> Supplied passage
————————

Testosterone – Effects on the Brain and Behavior

2D structure of testosterone

Testosterone has more effects on the human body than merely producing secondary sexual characteristics. It has been found that testosterone has significant influence on the male brain. These effects start from a young age, perhaps as young as infancy.

The impact of testosterone on the brain may be a part of the effects this hormone has on other organs like the heart and lungs. The sexual differentiation of the male results in men having larger organs like the heart and lungs and possibly the brain as well. It was found in various studies that men have longer total length of nerve fibers than women. However, women have more synaptic connections than men. (Synapses are the junctions or communication points between one brain cell (neuron) and another). Recent studies show that gender differentiation of the brain even occurs during the fetal stage as a result of testosterone. The male brain is hence larger than the female and in keeping with the larger head and body.

————————

> What to do
**a)** Answer these from the passage on testosterone:
(i) How young might a male be when testosterone's effects on the brain begin?
(ii) Which sex has more synaptic connections?
(iii) According to recent studies, at what stage does testosterone cause gender differentiation of the brain?
**b)** Transcribe the passage on testosterone from "Testosterone has more" to "young as infancy.".
The listing comes from a separate source, not from the passage on testosterone.

————————

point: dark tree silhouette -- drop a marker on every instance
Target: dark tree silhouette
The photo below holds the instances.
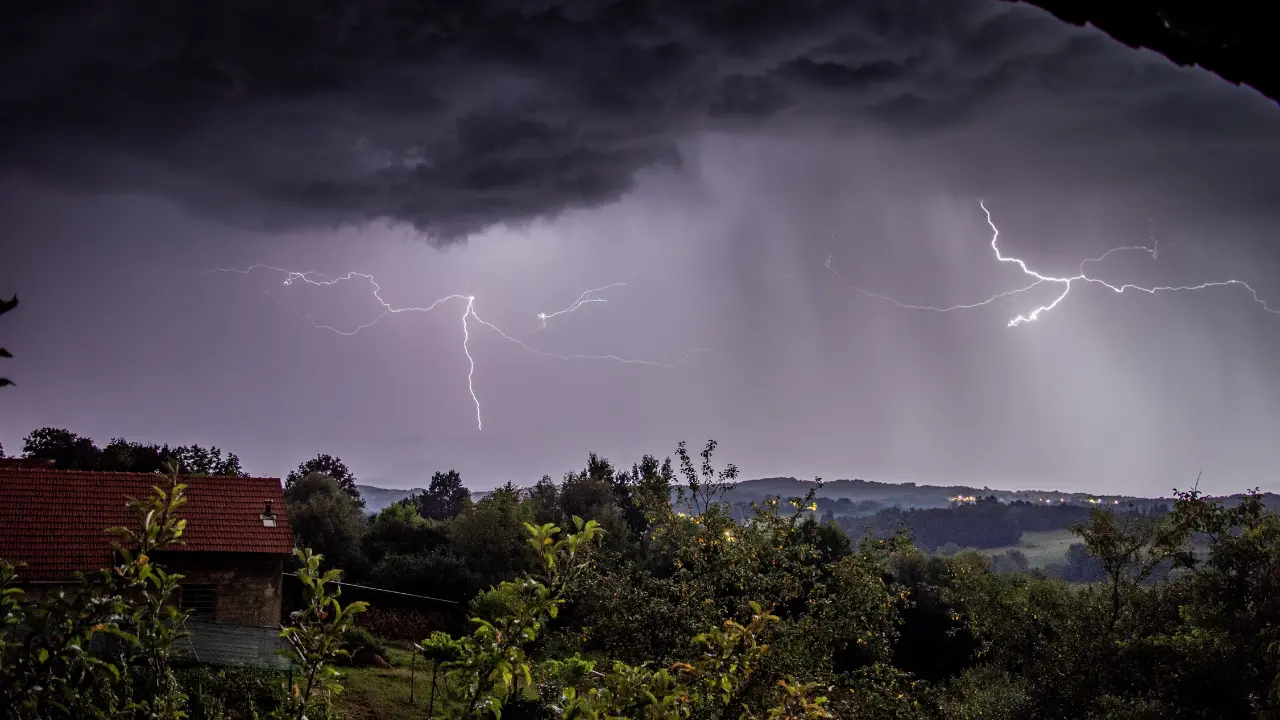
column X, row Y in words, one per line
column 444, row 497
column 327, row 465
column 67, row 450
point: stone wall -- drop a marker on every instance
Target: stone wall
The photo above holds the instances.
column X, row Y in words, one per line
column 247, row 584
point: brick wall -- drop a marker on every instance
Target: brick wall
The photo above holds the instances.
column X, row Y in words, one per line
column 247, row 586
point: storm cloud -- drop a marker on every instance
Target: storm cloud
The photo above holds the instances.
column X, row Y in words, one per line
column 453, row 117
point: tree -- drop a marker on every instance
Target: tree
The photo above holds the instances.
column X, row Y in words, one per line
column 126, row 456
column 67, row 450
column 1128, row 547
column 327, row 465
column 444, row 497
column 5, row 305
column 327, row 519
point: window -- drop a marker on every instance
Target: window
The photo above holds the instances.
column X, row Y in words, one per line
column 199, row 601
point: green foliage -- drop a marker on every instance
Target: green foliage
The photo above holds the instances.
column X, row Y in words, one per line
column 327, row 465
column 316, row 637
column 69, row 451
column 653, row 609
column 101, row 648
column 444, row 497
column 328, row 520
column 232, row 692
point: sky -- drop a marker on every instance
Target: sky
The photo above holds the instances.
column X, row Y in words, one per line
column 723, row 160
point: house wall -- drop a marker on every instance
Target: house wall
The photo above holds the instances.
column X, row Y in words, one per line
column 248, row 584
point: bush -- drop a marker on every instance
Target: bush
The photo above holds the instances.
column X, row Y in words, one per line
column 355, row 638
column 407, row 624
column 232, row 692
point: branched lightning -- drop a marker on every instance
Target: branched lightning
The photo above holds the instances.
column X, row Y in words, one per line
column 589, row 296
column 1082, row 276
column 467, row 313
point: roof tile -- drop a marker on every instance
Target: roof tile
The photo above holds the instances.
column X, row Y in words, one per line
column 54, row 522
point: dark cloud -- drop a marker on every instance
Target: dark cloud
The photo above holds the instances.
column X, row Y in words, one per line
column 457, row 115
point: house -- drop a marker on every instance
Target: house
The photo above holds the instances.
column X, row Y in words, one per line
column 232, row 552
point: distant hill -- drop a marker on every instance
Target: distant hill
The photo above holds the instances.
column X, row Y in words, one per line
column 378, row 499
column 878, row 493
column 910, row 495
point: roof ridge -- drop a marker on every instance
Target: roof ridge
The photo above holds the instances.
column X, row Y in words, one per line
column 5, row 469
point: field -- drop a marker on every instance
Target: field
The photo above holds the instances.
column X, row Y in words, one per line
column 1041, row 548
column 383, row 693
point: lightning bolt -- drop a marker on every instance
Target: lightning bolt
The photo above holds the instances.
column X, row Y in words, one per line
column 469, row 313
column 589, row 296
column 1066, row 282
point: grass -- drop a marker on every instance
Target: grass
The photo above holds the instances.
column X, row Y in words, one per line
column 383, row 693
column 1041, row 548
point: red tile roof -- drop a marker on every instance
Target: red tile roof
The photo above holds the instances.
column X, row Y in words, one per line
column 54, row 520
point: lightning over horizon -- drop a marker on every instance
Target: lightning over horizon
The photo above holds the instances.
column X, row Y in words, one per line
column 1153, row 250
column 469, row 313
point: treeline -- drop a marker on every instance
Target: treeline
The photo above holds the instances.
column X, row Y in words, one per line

————————

> Outputs by task
**a)**
(i) Perhaps as young as infancy.
(ii) Women.
(iii) The fetal stage.

**b)**
Testosterone has more effects on the human body than merely producing secondary sexual characteristics. It has been found that testosterone has significant influence on the male brain. These effects start from a young age, perhaps as young as infancy.